Sayfa:
Türkiye, ekonomik olarak adım adım bir darboğaza sürüklenirken huzur ve özgürlük alanları başta olmak üzere yaşam koşulları da giderek geriye gitmektedir. Bunlardan biri de geçtiğimiz hafta bazı sosyal medya haber sitesi yetkililerinin tutuklanmasıyla sonuçlanan keyfiliktir. Şu ana kadar bize ulaşan resmî bilgiler ve hukukçularımızın değerlendirmeleri çerçevesinde hem ifade özgürlüğünü hiçe sayan hem de ülkemizin en önemli problemlerinden biri olan sığınmacılar meselesini gözden kaçırmaya yönelik ciddi bir keyfilikle karşı karşıyayız.

Dosya içeriği incelendiğinde ortak özelliğinin sığınmacılar konusunda farklı haberlere ilişkin olduğu anlaşılmaktadır. Bunlardan bir kısmı zaten o dönemde emniyete intikal etmiş konular, bir kısmı ise diğer bazı sitelerin yaptığı paylaşımların tekrarına dayanıyor. Ama ilginç olan o ilk paylaşımın yapıldığı hesaplarla ilgili bir işlem yapılmıyor.

İNSANLARIMIZIN TEPKİSİNİ VE ÖFKESİNİ DAHA DA ARTIRACAK BİR HUZURSUZLUĞA KATKI SAĞLIYORSUNUZ”

Üstelik savunma makamı bu bahsedilenler dışında başka bir isnat var ise onun da açıklanması gerektiğini resmi olarak ortaya koymasına rağmen başka bir iddianın da yer almadığı görülüyor. Bakın buradan seslenmek istiyoruz. Bu anlayışla ülkemize iyilik yapmıyorsunuz, aksine insanlarımızın tepkisini ve öfkesini daha da artıracak bir huzursuzluğa katkı sağlıyorsunuz. Yargıya ve medyaya olan güveni daha da aşağı çekiyorsunuz.

SIĞINMACI VE KAÇAK YABANCILARIN SAYISI BUGÜN YAKLAŞIK 13 MİLYONA ULAŞMIŞTIR”

Oysa ortada bir dakika bile vakit kaybetmeden çözülmesi gereken gerçek bir beka sorunu bulunmaktadır. Sığınmacı ve kaçak yabancıların sayısı bugün yaklaşık 13 milyona ulaşmıştır. Bu gidişle çok değil, 2053 yılında sayıları 30 milyonu aşacak bu kitlenin Türkiye Cumhuriyeti’nin huzur ve birliğini tehdit ettiğini artık tüm vatandaşlarımız derinden hissetmektedir. Ülkesinin, çocuklarının demografik geleceğinden, huzur ve güvenliğinden, işinden, aşından kaygılanan milyonlarca vatandaşımızın bu konudaki haklı isyanı anlaşılıyor ki siyasi iktidarın bugün en büyük korkusu hâline gelmiştir. Zira bu kökleşen problemin membası bizzat kendileridir.

Ham satırlar
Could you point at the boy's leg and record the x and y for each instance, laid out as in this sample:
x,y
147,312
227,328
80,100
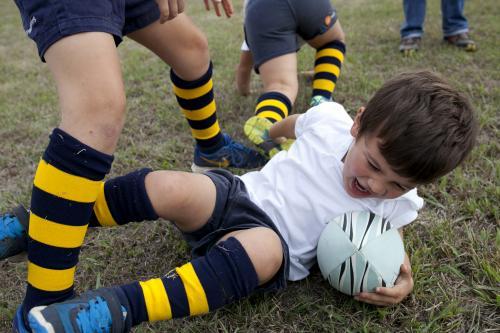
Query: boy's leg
x,y
231,270
120,200
87,72
330,51
244,72
413,26
180,44
279,77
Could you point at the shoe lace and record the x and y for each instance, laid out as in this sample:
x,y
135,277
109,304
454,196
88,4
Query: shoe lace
x,y
95,317
10,227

Yönerge ve Koşullar: Haber sitesi yetkililerinin tutuklanmasını ve sığınmacılar meselesini ele alan metni kaldığı yerden sürdürün. Bu satırlar başka bir kaynaktan alınmıştır.

Yazılı Yanıt:
SİYASİ İKTİDARIN MEYDANA GETİRDİĞİ VE BÜYÜTTÜĞÜ SIĞINMACI SORUNUNU ÇÖZMEK YERİNE BUNU ELEŞTİRENLERİ SUSTURMAYA ÇALIŞMASI KABUL EDİLEMEZ”

Şimdi de öyle bir çıkmazdalar ki sığınmacılar için; bir göndereceğiz bir göndermeyeceğiz diyorlar. Çünkü zikzaklar ve tavizlerle kendi derinleştirdikleri bu problemi çözme kapasitesini yitirmiş durumdalar. Buradan İYİ Parti olarak uyarıyoruz. Sığınmacı meselesine dikkat çekmek, bu konuda eleştiri ve karşıt görüşler ortaya koymak her Türk evladının hakkı ve aynı zamanda sorumluluğudur. Siyasi iktidarın meydana getirdiği ve büyüttüğü sığınmacı sorununu çözmek yerine bunu eleştirenleri susturmaya çalışması kabul edilemez.

TÜRK VATANDAŞLIĞININ RENGİ DOLAR YEŞİLİ DEĞİL, KAN KIRMIZISIDIR”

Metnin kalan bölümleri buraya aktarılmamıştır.